STATED EXERCISE
Every line of the material below should be repeated exactly.
◇ ◇ ◇ ◇
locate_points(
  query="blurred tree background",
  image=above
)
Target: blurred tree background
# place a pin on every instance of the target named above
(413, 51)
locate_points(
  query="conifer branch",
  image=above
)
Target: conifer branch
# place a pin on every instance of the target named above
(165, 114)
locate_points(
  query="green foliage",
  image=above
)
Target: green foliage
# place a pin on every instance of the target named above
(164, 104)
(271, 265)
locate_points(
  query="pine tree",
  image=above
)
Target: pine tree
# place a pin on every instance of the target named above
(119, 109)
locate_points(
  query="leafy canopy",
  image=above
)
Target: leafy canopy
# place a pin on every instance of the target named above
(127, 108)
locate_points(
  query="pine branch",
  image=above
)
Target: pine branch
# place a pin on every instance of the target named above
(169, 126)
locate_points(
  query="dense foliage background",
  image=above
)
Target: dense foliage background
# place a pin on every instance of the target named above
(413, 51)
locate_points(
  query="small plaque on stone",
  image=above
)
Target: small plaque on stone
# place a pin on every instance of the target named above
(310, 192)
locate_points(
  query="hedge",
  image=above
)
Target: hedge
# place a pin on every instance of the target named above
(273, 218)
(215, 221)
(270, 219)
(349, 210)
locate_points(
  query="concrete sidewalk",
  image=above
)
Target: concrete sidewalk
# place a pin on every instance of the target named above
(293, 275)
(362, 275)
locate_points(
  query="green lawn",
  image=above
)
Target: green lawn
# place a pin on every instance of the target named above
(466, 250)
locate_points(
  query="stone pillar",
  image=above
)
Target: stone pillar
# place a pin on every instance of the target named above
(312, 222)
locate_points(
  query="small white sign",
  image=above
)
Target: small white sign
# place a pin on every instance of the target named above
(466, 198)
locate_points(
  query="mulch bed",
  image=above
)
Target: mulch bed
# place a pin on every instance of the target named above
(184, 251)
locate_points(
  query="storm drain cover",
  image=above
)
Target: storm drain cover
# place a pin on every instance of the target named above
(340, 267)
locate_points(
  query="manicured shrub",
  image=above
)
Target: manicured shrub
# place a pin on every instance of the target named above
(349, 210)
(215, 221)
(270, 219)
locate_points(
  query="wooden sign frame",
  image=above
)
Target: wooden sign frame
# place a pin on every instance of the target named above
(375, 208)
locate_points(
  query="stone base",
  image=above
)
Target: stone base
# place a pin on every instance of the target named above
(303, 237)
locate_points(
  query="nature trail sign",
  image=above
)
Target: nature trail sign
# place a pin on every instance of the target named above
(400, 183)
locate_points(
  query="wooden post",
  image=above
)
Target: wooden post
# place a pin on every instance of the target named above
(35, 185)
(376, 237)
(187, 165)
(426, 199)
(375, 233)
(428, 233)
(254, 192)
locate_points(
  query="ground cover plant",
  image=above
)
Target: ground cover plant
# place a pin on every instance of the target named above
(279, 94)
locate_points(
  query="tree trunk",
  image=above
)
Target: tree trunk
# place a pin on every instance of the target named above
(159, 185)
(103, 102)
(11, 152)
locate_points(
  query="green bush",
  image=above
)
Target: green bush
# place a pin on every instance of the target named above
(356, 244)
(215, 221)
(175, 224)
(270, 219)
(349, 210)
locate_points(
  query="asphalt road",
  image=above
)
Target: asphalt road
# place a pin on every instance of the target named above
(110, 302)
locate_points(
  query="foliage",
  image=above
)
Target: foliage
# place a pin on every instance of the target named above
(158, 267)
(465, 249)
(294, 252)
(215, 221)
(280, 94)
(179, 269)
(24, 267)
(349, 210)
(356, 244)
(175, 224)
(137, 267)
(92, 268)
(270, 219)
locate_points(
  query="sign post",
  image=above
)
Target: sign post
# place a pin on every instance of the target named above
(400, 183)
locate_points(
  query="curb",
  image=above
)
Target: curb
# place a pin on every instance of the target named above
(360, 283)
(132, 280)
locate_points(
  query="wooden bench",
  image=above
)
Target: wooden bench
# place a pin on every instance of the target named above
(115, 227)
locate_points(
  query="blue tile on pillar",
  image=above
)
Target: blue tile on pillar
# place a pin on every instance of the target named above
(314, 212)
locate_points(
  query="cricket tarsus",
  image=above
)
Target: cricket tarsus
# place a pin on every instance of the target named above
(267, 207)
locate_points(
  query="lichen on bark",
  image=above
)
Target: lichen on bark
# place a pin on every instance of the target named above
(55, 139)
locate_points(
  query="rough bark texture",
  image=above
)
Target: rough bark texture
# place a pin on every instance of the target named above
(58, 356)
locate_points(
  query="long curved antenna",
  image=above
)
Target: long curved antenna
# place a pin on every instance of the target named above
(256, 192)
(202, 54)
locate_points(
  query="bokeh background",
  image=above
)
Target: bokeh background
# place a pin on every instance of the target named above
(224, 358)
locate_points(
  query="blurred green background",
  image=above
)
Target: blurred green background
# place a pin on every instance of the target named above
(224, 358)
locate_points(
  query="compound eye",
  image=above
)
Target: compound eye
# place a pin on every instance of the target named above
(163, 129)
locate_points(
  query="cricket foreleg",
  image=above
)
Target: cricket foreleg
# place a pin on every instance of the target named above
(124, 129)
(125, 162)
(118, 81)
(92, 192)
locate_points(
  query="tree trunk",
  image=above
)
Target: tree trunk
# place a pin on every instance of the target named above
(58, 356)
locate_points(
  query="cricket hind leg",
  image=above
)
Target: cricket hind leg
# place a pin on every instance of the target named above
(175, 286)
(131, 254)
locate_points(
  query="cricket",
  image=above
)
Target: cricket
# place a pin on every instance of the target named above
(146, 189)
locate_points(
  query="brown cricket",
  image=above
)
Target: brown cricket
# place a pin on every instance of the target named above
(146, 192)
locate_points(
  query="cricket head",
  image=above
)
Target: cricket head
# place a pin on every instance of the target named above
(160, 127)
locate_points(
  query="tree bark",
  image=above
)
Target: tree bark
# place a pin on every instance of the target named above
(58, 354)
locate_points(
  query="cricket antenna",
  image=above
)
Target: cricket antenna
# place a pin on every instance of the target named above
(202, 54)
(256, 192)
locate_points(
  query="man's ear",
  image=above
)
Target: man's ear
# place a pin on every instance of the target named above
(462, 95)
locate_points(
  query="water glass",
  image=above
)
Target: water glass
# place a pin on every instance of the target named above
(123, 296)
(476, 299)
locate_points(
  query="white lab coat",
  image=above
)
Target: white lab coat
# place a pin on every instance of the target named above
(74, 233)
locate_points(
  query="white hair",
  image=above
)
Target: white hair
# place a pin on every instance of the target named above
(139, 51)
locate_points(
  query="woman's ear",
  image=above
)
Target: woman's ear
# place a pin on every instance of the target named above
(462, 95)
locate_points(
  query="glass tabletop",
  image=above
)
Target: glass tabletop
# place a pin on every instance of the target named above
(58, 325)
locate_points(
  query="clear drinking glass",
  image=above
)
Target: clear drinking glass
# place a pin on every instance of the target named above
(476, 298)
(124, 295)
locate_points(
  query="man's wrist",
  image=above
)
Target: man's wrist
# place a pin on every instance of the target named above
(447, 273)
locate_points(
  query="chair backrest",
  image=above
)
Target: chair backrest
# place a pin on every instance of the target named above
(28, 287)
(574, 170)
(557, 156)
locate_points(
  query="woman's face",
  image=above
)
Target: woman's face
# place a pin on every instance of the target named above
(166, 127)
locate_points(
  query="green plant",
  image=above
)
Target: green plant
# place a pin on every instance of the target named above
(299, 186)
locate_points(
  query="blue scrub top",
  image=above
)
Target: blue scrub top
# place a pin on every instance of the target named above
◇ ◇ ◇ ◇
COMPLETED TASK
locate_points(
  query="blurred tree background",
  image=above
)
Target: blurred tree background
# place a pin on every instance of the target named above
(413, 51)
locate_points(
  query="conifer branch",
  image=above
)
Target: conifer branch
# place a pin on every instance of the target named above
(165, 114)
locate_points(
  query="green foliage",
  image=above
)
Target: green foliage
# place a pin on every instance of the target named above
(164, 104)
(271, 265)
locate_points(
  query="pine tree",
  image=above
)
Target: pine tree
# place a pin on every instance of the target named above
(119, 109)
locate_points(
  query="leafy canopy",
  image=above
)
Target: leafy canopy
# place a pin on every instance of the target named above
(127, 108)
locate_points(
  query="pine branch",
  image=above
)
Target: pine branch
# place a pin on every instance of the target named above
(169, 126)
locate_points(
  query="dense foliage background",
  image=above
)
Target: dense foliage background
# place a pin on every instance of the target named above
(413, 51)
locate_points(
  query="small plaque on stone",
  image=above
)
Target: small plaque on stone
# place a pin on every instance of the target named above
(310, 192)
locate_points(
  query="hedge",
  image=above
)
Target: hedge
# place a pin on every instance of the target named above
(273, 218)
(215, 221)
(270, 219)
(349, 210)
locate_points(
  query="concrete sidewalk",
  image=above
)
Target: concrete sidewalk
# place a pin on every instance of the target named above
(293, 275)
(362, 275)
locate_points(
  query="green lawn",
  image=above
)
Target: green lawn
# place a pin on every instance of the target named above
(466, 250)
locate_points(
  query="stone pillar",
  image=above
)
Target: stone pillar
# place a pin on every instance of the target named above
(312, 222)
locate_points(
  query="small white sign",
  image=above
)
Target: small white sign
# place a pin on every instance of the target named above
(466, 198)
locate_points(
  query="mulch bed",
  image=above
)
Target: mulch bed
# place a pin on every instance of the target named above
(184, 251)
locate_points(
  query="storm drain cover",
  image=above
)
Target: storm drain cover
# place a pin on every instance of the target named above
(340, 267)
locate_points(
  query="manicured shrub",
  image=above
)
Target: manicured shrub
# place a pin on every instance of the target named above
(349, 210)
(215, 221)
(270, 219)
locate_points(
  query="wooden sign frame",
  image=above
)
Target: wooden sign frame
# place a pin on every instance of the target named above
(375, 208)
locate_points(
  query="stone base",
  image=above
)
Target: stone base
# place a pin on every instance of the target named above
(303, 237)
locate_points(
  query="nature trail sign",
  image=above
)
Target: nature trail sign
# place a pin on every instance of the target named above
(400, 183)
locate_points(
  query="wooden post",
  image=above
)
Target: wooden post
# place a pin on every instance of the target named above
(35, 185)
(376, 237)
(187, 165)
(426, 199)
(375, 233)
(428, 233)
(254, 192)
locate_points(
  query="ground cover plant",
  image=above
)
Target: ground cover plant
# place a pin on every instance of the target named above
(279, 94)
locate_points(
  query="tree trunk",
  image=above
)
Target: tree trunk
# place a pin on every instance of the target named above
(159, 185)
(103, 102)
(11, 152)
locate_points(
  query="green bush",
  image=above
)
Target: green bush
# place a pin on every instance of the target named above
(356, 244)
(215, 221)
(175, 224)
(270, 219)
(349, 210)
locate_points(
  query="asphalt road",
  image=above
)
Target: asphalt road
# place a pin on every instance of the target named above
(110, 302)
locate_points(
  query="foliage",
  image=above
)
Target: foliage
# place a pin on every instance of the target named above
(158, 267)
(465, 249)
(294, 252)
(215, 221)
(280, 94)
(179, 269)
(24, 267)
(349, 210)
(356, 244)
(175, 224)
(137, 267)
(92, 268)
(270, 219)
locate_points(
  query="sign post",
  image=above
)
Target: sign post
# place a pin on every instance of the target named above
(400, 183)
locate_points(
  query="curb",
  image=above
)
Target: curb
# place a pin on every instance of the target named above
(360, 283)
(132, 280)
locate_points(
  query="wooden bench",
  image=above
)
Target: wooden bench
# place a pin on every instance of the target named above
(115, 227)
locate_points(
  query="blue tile on pillar",
  image=above
)
Target: blue tile on pillar
# place a pin on every instance of the target named above
(314, 212)
locate_points(
  query="cricket tarsus",
  image=above
)
Target: cricket tarsus
# place a pin on every instance of the target named above
(267, 207)
locate_points(
  query="lichen on bark",
  image=above
)
Target: lichen on bark
# place a pin on every instance of the target named above
(55, 139)
locate_points(
  query="rough bark texture",
  image=above
)
Target: rough bark texture
# place a pin on every instance of the target named above
(58, 356)
locate_points(
  query="long curved antenna",
  image=above
)
Target: long curved antenna
# place a pin on every instance of the target named above
(256, 192)
(202, 54)
locate_points(
  query="bokeh background",
  image=above
)
Target: bokeh background
# place a pin on every instance of the target named above
(224, 358)
locate_points(
  query="blurred green background",
  image=above
)
Target: blurred green background
# place a pin on every instance of the target named above
(224, 358)
locate_points(
  query="compound eye",
  image=above
)
Target: compound eye
# place a pin on every instance of the target named above
(163, 129)
locate_points(
  query="cricket foreleg",
  image=above
)
Target: cricket foreleg
# place a pin on every instance of the target named above
(124, 129)
(125, 162)
(118, 81)
(92, 192)
locate_points(
  query="tree trunk",
  image=above
)
Target: tree trunk
# place a pin on every instance of the target named above
(58, 356)
locate_points(
  query="cricket hind leg",
  image=above
)
Target: cricket hind leg
# place a pin on every instance of the target named above
(175, 286)
(131, 254)
locate_points(
  query="cricket",
  image=above
)
Target: cricket
# place a pin on every instance of the target named above
(146, 189)
locate_points(
  query="brown cricket",
  image=above
)
Target: brown cricket
# place a pin on every instance of the target named above
(146, 192)
locate_points(
  query="cricket head",
  image=above
)
Target: cricket head
# place a pin on every instance of the target named above
(160, 127)
locate_points(
  query="tree bark",
  image=above
)
Target: tree bark
# place a pin on every instance of the target named above
(58, 354)
locate_points(
  query="cricket antenna",
  image=above
)
Target: cricket antenna
# place a pin on every instance of the target named above
(202, 54)
(256, 192)
locate_points(
  query="man's ear",
  image=above
)
Target: man's ear
# place a pin on every instance of the target named above
(462, 95)
locate_points(
  query="water glass",
  image=above
)
Target: water glass
# place a pin on every instance of the target named above
(123, 296)
(476, 299)
locate_points(
  query="white lab coat",
  image=above
)
Target: white lab coat
# place a pin on every instance of the target named above
(74, 233)
locate_points(
  query="white hair",
  image=above
)
Target: white hair
# place a pin on every instance of the target named above
(139, 51)
locate_points(
  query="woman's ear",
  image=above
)
Target: woman's ear
# place a pin on every instance of the target named above
(462, 95)
locate_points(
  query="glass tabletop",
  image=above
)
Target: glass tabletop
# place a pin on every instance of the target named above
(58, 325)
locate_points(
  query="clear drinking glass",
  image=above
)
Target: clear drinking glass
# place a pin on every instance of the target named above
(476, 298)
(124, 295)
locate_points(
  query="man's wrist",
  image=above
)
Target: man's wrist
# place a pin on every instance of the target named above
(447, 273)
locate_points(
  query="chair backrest",
  image=above
)
Target: chair backrest
# place a pin on every instance of the target named above
(28, 287)
(574, 170)
(557, 156)
locate_points(
  query="woman's face",
  image=above
)
Target: woman's face
# place a pin on every instance of the target named above
(166, 127)
locate_points(
  query="green plant",
  image=above
)
Target: green plant
# place a pin on every instance of the target named above
(299, 186)
locate_points(
  query="blue scrub top",
  image=above
)
Target: blue scrub top
# place a pin on every instance of the target named above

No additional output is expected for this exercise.